**Natural language region descriptions**.

* * * * * * *

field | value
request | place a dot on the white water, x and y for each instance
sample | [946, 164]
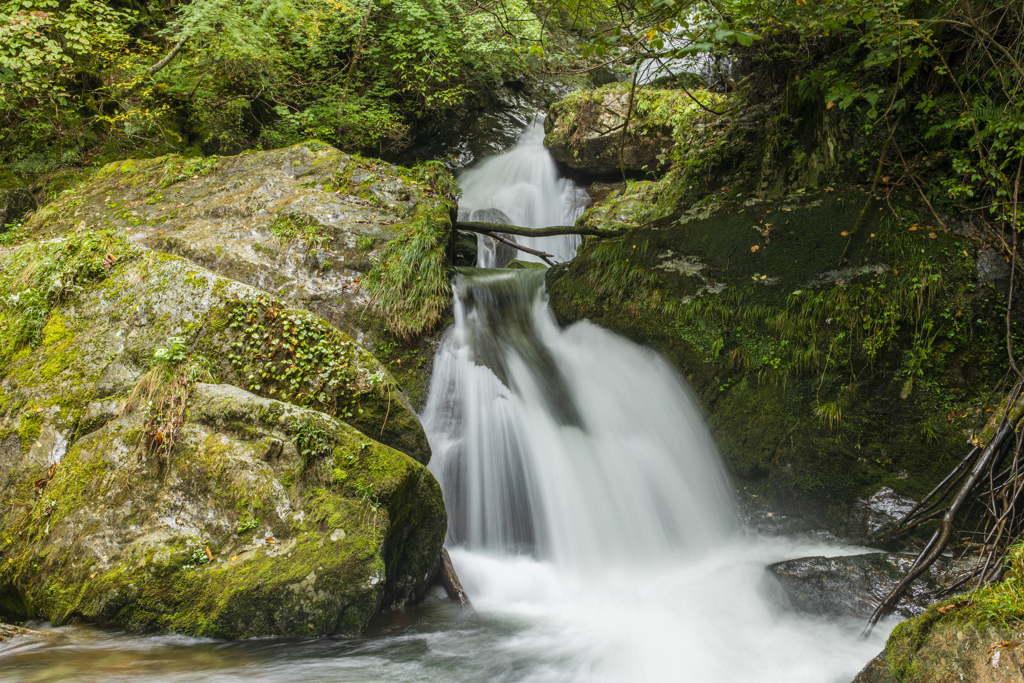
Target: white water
[521, 187]
[591, 524]
[587, 501]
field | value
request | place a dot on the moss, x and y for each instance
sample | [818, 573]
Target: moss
[822, 383]
[29, 427]
[409, 285]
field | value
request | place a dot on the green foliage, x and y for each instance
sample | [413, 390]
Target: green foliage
[175, 351]
[297, 357]
[409, 284]
[1004, 602]
[41, 275]
[79, 80]
[296, 226]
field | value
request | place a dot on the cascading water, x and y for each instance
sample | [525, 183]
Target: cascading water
[576, 443]
[591, 523]
[521, 187]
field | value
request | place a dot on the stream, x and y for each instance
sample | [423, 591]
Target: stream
[591, 519]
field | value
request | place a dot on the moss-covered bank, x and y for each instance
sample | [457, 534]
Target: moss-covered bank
[216, 512]
[834, 356]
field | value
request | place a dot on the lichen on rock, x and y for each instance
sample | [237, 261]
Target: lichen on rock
[264, 518]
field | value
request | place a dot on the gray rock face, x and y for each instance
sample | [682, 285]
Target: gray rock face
[304, 224]
[586, 134]
[261, 518]
[991, 266]
[855, 585]
[883, 508]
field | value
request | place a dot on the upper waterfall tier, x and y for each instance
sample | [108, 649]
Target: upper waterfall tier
[522, 187]
[574, 443]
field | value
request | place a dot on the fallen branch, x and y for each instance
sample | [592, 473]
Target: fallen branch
[450, 580]
[540, 254]
[986, 461]
[554, 230]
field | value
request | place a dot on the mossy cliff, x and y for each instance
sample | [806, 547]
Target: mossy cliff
[144, 484]
[976, 637]
[363, 244]
[841, 340]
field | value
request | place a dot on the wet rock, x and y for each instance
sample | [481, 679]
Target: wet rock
[305, 223]
[884, 508]
[263, 518]
[992, 266]
[585, 132]
[684, 274]
[948, 647]
[855, 585]
[760, 516]
[465, 249]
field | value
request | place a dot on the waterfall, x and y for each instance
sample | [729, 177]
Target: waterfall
[590, 517]
[574, 444]
[521, 187]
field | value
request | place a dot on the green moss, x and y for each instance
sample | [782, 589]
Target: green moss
[796, 358]
[29, 427]
[409, 284]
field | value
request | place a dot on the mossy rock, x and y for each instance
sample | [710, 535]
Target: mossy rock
[950, 642]
[238, 534]
[306, 223]
[711, 287]
[101, 525]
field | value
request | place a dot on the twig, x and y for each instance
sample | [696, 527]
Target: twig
[539, 254]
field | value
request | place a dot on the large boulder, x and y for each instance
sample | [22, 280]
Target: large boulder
[792, 317]
[306, 223]
[949, 643]
[142, 484]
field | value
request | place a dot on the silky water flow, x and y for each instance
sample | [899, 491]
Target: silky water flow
[521, 187]
[591, 520]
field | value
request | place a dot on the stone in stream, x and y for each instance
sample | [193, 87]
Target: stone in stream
[883, 509]
[584, 131]
[949, 643]
[232, 532]
[855, 585]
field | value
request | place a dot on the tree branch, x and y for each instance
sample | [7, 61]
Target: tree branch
[167, 58]
[554, 230]
[540, 254]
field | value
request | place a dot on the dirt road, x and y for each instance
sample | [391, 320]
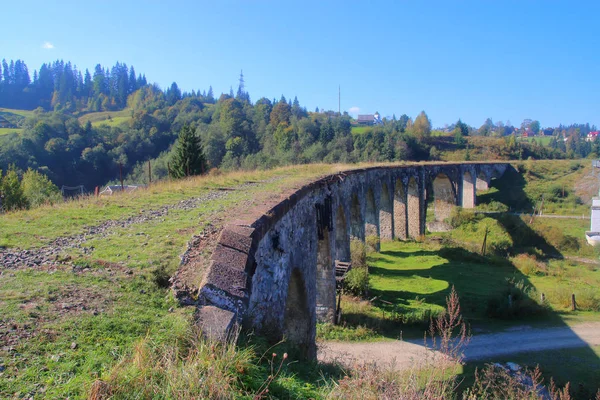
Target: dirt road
[405, 354]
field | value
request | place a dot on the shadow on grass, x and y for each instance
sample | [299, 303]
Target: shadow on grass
[297, 377]
[510, 191]
[484, 285]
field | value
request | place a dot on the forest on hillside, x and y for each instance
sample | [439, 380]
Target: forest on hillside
[235, 132]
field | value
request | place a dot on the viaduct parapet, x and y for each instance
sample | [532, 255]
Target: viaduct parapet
[275, 275]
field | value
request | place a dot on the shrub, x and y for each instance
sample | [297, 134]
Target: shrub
[568, 243]
[190, 367]
[372, 242]
[587, 299]
[12, 192]
[529, 265]
[517, 301]
[161, 277]
[358, 253]
[39, 190]
[575, 166]
[460, 217]
[357, 281]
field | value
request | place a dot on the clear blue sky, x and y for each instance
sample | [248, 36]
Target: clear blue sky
[507, 60]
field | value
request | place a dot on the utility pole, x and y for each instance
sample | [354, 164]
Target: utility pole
[121, 176]
[340, 100]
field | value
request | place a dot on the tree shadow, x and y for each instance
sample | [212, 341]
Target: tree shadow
[525, 239]
[494, 297]
[509, 191]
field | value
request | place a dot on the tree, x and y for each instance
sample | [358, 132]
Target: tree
[462, 127]
[188, 157]
[535, 126]
[11, 192]
[422, 126]
[38, 189]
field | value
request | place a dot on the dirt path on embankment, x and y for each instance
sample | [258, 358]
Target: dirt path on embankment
[406, 354]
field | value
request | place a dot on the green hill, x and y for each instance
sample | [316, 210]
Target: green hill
[110, 118]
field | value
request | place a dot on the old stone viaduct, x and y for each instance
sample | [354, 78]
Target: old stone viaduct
[274, 272]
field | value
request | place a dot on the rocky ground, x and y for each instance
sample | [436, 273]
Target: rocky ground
[52, 255]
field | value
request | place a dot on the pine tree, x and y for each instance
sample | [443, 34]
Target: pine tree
[11, 192]
[188, 158]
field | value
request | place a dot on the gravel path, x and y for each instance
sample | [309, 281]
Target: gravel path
[50, 255]
[405, 354]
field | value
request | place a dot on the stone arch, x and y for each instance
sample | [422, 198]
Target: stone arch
[325, 280]
[414, 208]
[400, 226]
[468, 194]
[385, 214]
[297, 321]
[482, 182]
[356, 225]
[371, 215]
[342, 240]
[444, 198]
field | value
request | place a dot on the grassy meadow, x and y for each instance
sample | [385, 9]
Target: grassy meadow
[110, 118]
[107, 325]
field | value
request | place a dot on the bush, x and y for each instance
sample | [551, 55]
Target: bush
[357, 281]
[517, 301]
[39, 190]
[161, 277]
[587, 299]
[372, 242]
[358, 253]
[568, 243]
[460, 216]
[529, 265]
[575, 166]
[11, 191]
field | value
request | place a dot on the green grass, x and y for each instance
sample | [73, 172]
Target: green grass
[361, 129]
[43, 363]
[111, 118]
[524, 190]
[8, 131]
[541, 140]
[22, 113]
[37, 227]
[579, 366]
[410, 282]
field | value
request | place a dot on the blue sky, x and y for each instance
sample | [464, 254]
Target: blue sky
[507, 60]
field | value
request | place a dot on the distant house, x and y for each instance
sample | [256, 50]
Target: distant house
[110, 189]
[370, 119]
[547, 132]
[592, 136]
[4, 123]
[365, 119]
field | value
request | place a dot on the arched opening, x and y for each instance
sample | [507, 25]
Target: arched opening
[371, 217]
[356, 226]
[483, 182]
[385, 214]
[400, 228]
[325, 280]
[444, 199]
[342, 241]
[414, 209]
[297, 318]
[468, 198]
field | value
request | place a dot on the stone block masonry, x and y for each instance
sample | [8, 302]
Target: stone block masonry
[275, 275]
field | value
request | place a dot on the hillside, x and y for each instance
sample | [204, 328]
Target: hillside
[110, 118]
[84, 282]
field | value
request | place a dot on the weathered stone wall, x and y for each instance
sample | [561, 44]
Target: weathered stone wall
[386, 228]
[274, 273]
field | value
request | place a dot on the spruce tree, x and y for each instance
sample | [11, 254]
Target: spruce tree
[188, 158]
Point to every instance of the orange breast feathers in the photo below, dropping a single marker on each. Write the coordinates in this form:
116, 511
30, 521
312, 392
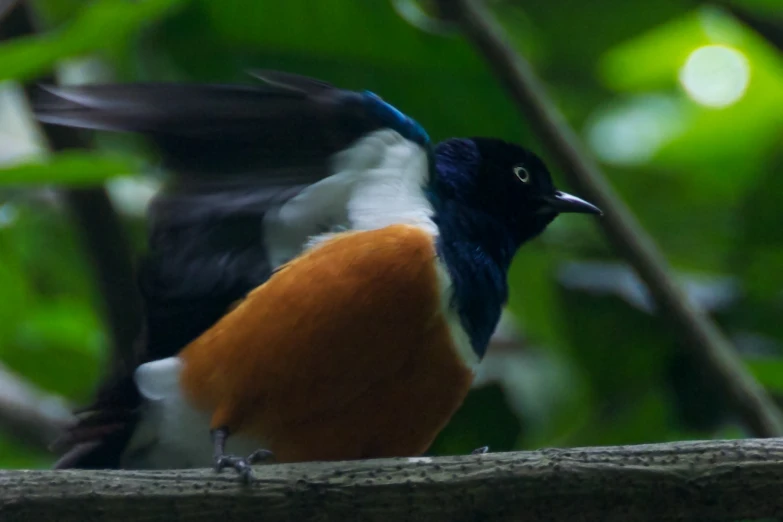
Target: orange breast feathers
344, 353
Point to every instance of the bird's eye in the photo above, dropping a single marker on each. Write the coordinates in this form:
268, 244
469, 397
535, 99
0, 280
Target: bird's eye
522, 174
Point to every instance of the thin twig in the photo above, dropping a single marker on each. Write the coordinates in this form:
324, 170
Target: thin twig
102, 232
723, 480
698, 333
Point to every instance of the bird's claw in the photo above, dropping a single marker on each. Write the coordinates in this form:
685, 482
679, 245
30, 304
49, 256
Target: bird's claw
242, 465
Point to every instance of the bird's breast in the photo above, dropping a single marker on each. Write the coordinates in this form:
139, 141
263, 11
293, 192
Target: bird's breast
349, 351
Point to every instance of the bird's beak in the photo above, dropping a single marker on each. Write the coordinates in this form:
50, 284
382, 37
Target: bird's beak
561, 202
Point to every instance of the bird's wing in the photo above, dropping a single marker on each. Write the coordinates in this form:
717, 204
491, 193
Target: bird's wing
237, 152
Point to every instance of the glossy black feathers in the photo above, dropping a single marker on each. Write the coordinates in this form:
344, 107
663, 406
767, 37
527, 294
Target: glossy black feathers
287, 126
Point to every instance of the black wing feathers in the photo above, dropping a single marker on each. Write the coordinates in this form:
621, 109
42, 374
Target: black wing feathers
236, 151
289, 123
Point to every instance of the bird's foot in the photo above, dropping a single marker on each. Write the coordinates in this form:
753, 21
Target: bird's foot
242, 465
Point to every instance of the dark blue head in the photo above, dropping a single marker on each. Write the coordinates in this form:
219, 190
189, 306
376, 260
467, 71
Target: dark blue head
503, 183
490, 197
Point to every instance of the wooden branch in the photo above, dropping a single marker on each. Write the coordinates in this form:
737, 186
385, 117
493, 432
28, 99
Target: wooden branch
724, 480
98, 224
697, 332
30, 415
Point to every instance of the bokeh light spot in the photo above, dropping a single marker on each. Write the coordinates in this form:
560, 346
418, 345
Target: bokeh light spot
715, 75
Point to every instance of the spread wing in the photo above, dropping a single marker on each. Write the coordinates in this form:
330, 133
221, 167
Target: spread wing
237, 152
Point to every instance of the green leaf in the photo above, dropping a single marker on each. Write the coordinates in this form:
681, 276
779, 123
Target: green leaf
100, 25
72, 167
768, 372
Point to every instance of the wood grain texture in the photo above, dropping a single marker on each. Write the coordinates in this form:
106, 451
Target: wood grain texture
720, 480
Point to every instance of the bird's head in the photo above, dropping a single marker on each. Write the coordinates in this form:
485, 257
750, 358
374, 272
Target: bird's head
503, 183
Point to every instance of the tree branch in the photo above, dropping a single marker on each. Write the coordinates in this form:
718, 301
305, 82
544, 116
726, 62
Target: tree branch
698, 333
725, 480
98, 224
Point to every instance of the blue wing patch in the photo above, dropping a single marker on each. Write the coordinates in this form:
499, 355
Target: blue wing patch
394, 119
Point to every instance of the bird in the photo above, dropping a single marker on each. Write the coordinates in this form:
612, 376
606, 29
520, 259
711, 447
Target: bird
321, 279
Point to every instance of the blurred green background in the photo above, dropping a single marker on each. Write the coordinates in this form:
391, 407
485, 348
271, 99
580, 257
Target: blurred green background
681, 102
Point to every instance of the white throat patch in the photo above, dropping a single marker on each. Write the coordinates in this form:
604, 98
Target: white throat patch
376, 183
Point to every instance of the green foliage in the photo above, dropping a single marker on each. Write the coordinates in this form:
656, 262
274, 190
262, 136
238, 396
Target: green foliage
73, 168
595, 366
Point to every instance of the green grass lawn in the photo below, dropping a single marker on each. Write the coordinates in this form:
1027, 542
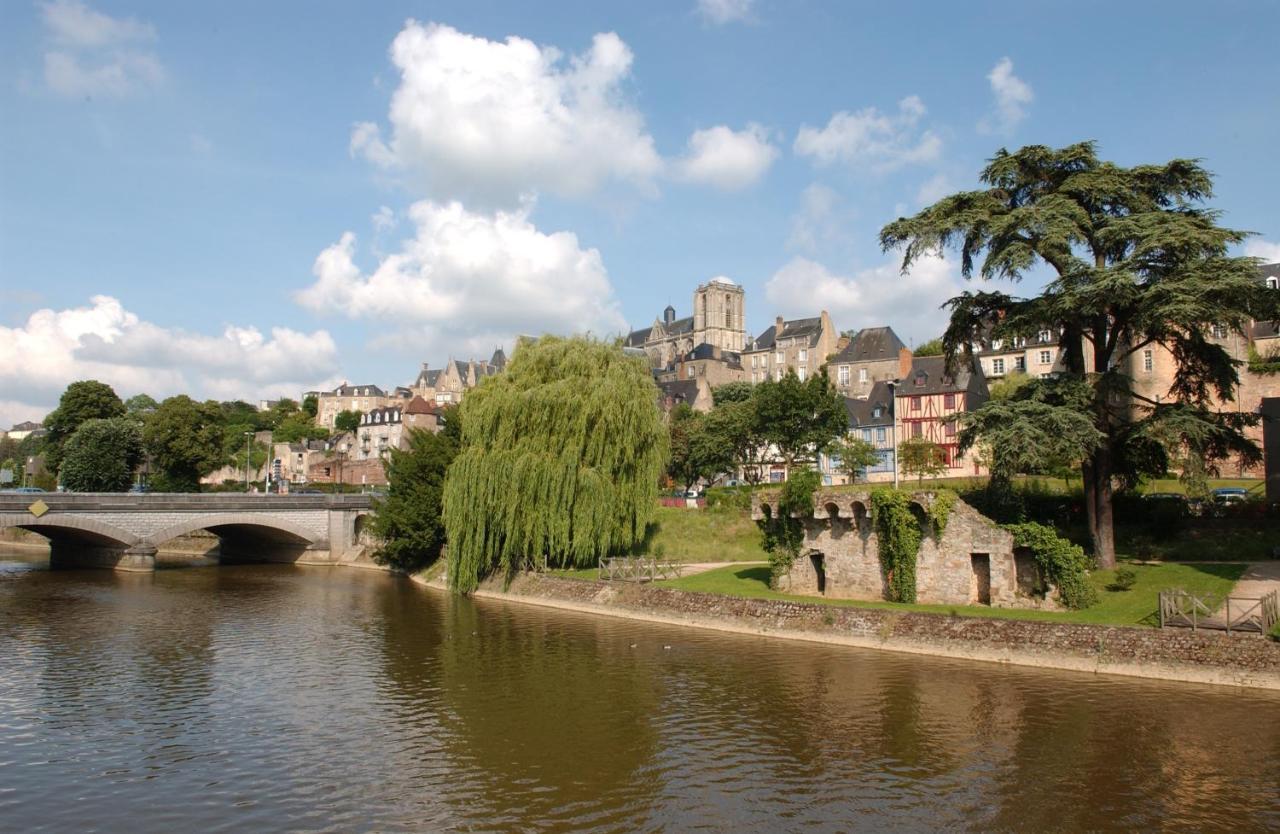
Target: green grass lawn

* * * * * * *

For the word "below", please say how many lines in the entries hold it, with only the number as the reply.

**Finished exercise**. 2